# [Письменное задание]
Выведите без изменений отрывок из текста о Грибоедове: от слов «Гибель Грибоедова.» до слов «литературы Нине Чавчавадзе.» включительно.

Замысел произведения об Отечественной войне 1812 года.
По окончании "Горя от ума" Грибоедов составил развернутый план народной трагедии в стихах или, как полагают некоторые исследователи, драматической поэмы об Отечественной войне 1812 года. "Сохранившийся план показывает, что Грибоедов избрал самую трагическую тему своего времени – противоречие между могучими силами русского народа, отстоявшего в борьбе с иноземными захватчиками свою национальную самостоятельность, и его крепостной зависимостью. Трагедия была задумана очень широко, и основная ее коллизия раскрывалась писателем исторически верно, в реалистическом плане. Она должна была показать народный, освободительный характер войны 1812 года и тот подъем национального самосознания русского народа, с которым явно не совмещалось существование крепостного права. Вся она проникнута глубоким сочувствием к народу, горячей верой в его могучие творческие силы, признанием его исторической роли" (С. М. Петров). Но завершить этот и многие другие творческие замыслы, среди которых две трагедии из грузинской жизни – "Грузинская ночь" и "Радамист и Зенобия", Грибоедову не удалось.
Гибель Грибоедова.
"Горе от ума" явилось произведением, вынашиваемым автором на протяжении многих лет. После завершения работы наступил период душевной усталости. Много сил отбирало участие в русско-персидской войне, закончившейся выгодным для России подписанием Туркманчайского мирного договора, достигнутого благодаря дипломатическому искусству Грибоедова. Он был лично принят государем Николаем I, награжден и назначен в Персию полномочным министром. По пути в Тегеран Грибоедов женился в Тифлисе на дочери известного поэта, классика грузинской литературы Нине Чавчавадзе.
"Не знаю ничего завиднее последних годов бурной его жизни, – сказал Пушкин. – Самая смерть, постигшая его посреди смелого, неравного боя, не имела для Грибоедова ничего ужасного, ничего томительного. Она была мгновенна и прекрасна". Грибоедова вместе с другими членами русского посольства убила в Тегеране взбунтовавшаяся толпа 30 января (11 февраля) 1829 года. Тело его было доставлено в Тифлис и погребено в монастыре св. Давида на крутом склоне горы Мтацминда. На скульптурном памятнике, который Нина Александровна поставила на могиле мужа, начертаны слова: "Ум и дела твои бессмертны в памяти русских, но для чего пережила тебя любовь моя?"

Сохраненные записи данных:
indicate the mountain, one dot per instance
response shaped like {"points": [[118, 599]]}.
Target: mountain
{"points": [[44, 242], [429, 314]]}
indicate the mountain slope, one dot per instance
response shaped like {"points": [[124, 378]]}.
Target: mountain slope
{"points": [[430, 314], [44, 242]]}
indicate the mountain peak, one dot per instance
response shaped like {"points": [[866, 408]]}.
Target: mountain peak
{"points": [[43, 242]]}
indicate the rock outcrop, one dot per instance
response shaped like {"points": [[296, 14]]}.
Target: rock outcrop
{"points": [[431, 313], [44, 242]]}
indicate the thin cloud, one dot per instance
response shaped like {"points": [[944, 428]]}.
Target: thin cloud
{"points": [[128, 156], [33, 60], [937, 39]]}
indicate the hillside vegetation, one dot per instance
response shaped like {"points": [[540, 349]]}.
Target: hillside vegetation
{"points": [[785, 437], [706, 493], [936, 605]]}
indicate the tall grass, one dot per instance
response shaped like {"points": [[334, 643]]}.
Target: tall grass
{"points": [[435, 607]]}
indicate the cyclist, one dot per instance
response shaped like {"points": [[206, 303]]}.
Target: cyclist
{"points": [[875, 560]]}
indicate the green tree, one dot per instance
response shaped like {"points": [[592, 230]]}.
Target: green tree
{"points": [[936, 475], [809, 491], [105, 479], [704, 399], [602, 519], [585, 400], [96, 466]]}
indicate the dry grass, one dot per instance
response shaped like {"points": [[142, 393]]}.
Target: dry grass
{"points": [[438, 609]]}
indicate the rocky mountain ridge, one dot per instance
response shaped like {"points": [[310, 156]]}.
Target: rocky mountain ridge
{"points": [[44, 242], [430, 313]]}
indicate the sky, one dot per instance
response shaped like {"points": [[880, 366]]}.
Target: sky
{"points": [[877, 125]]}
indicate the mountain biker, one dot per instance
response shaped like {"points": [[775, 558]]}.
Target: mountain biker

# [Ответ на задание]
Гибель Грибоедова.
"Горе от ума" явилось произведением, вынашиваемым автором на протяжении многих лет. После завершения работы наступил период душевной усталости. Много сил отбирало участие в русско-персидской войне, закончившейся выгодным для России подписанием Туркманчайского мирного договора, достигнутого благодаря дипломатическому искусству Грибоедова. Он был лично принят государем Николаем I, награжден и назначен в Персию полномочным министром. По пути в Тегеран Грибоедов женился в Тифлисе на дочери известного поэта, классика грузинской литературы Нине Чавчавадзе.